━━━━━ Given data ━━━━━

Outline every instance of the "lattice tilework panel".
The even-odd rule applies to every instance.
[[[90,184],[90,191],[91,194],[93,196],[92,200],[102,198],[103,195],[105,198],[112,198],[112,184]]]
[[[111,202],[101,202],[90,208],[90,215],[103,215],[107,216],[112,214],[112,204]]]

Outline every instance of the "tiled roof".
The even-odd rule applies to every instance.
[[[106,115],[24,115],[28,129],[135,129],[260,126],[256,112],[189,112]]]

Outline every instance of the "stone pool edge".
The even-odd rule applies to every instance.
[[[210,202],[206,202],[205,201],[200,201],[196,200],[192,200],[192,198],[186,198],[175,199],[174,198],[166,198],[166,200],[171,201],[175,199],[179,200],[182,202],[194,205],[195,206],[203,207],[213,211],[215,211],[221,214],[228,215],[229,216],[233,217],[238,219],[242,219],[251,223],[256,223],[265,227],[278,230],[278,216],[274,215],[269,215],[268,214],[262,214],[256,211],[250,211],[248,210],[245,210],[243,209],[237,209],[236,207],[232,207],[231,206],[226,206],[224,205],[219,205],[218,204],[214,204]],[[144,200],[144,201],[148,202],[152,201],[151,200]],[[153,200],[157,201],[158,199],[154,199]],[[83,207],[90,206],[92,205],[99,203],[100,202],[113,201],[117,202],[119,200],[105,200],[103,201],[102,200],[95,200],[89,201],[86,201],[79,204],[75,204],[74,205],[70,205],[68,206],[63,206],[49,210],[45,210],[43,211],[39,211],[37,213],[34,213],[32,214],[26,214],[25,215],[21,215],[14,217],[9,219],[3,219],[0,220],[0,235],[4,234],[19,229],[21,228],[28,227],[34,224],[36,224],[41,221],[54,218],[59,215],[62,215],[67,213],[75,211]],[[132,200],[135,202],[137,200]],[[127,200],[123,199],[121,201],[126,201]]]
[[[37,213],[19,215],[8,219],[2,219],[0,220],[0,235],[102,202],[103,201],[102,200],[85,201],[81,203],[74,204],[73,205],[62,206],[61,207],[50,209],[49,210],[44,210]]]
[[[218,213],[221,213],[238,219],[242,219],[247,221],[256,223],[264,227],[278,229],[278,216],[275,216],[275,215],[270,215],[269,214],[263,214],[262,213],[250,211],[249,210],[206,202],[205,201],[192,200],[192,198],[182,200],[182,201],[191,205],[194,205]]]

━━━━━

Retype all of the lines above, character for character.

Solved exercise:
Outline every instance of the "lattice tilework panel".
The even-odd rule applies to every instance.
[[[90,184],[90,191],[91,194],[93,196],[92,200],[102,198],[103,195],[105,198],[112,198],[112,184]]]
[[[111,202],[101,202],[90,208],[90,215],[103,215],[107,216],[112,214],[112,204]]]

Outline every instance of the "tiled roof".
The even-odd rule applies to every instance.
[[[106,115],[24,115],[28,129],[135,129],[260,126],[256,112],[189,112]]]

Outline every instance of the "stone pool edge".
The even-odd rule applies to every instance.
[[[210,202],[206,202],[205,201],[200,201],[196,200],[192,200],[192,198],[186,198],[175,199],[174,198],[166,198],[166,200],[171,201],[175,199],[179,200],[182,202],[194,205],[195,206],[203,207],[213,211],[215,211],[221,214],[228,215],[229,216],[233,217],[238,219],[242,219],[251,223],[256,223],[265,227],[278,230],[278,216],[274,215],[269,215],[268,214],[262,214],[256,211],[250,211],[248,210],[245,210],[243,209],[237,209],[236,207],[232,207],[231,206],[226,206],[224,205],[219,205],[218,204],[214,204]],[[144,200],[144,201],[148,202],[152,201],[151,200]],[[153,200],[157,201],[158,199],[154,199]],[[83,207],[90,206],[92,205],[99,203],[100,202],[113,201],[117,202],[119,200],[105,200],[103,201],[102,200],[95,200],[89,201],[86,201],[79,204],[75,204],[74,205],[70,205],[68,206],[63,206],[49,210],[45,210],[43,211],[39,211],[37,213],[34,213],[32,214],[26,214],[25,215],[21,215],[14,217],[9,219],[3,219],[0,220],[0,235],[4,234],[19,229],[21,228],[28,227],[34,224],[36,224],[41,221],[54,218],[59,215],[62,215],[67,213],[75,211]],[[132,200],[135,202],[137,200]],[[127,200],[123,199],[121,201],[126,201]]]
[[[37,213],[19,215],[8,219],[2,219],[0,220],[0,235],[102,202],[103,201],[102,200],[85,201],[81,203],[74,204],[73,205],[62,206],[61,207],[50,209],[49,210],[44,210]]]
[[[218,213],[221,213],[238,219],[242,219],[247,221],[256,223],[264,227],[278,229],[278,216],[275,216],[275,215],[270,215],[269,214],[263,214],[262,213],[250,211],[249,210],[206,202],[205,201],[192,200],[192,198],[182,200],[182,201],[191,205],[194,205]]]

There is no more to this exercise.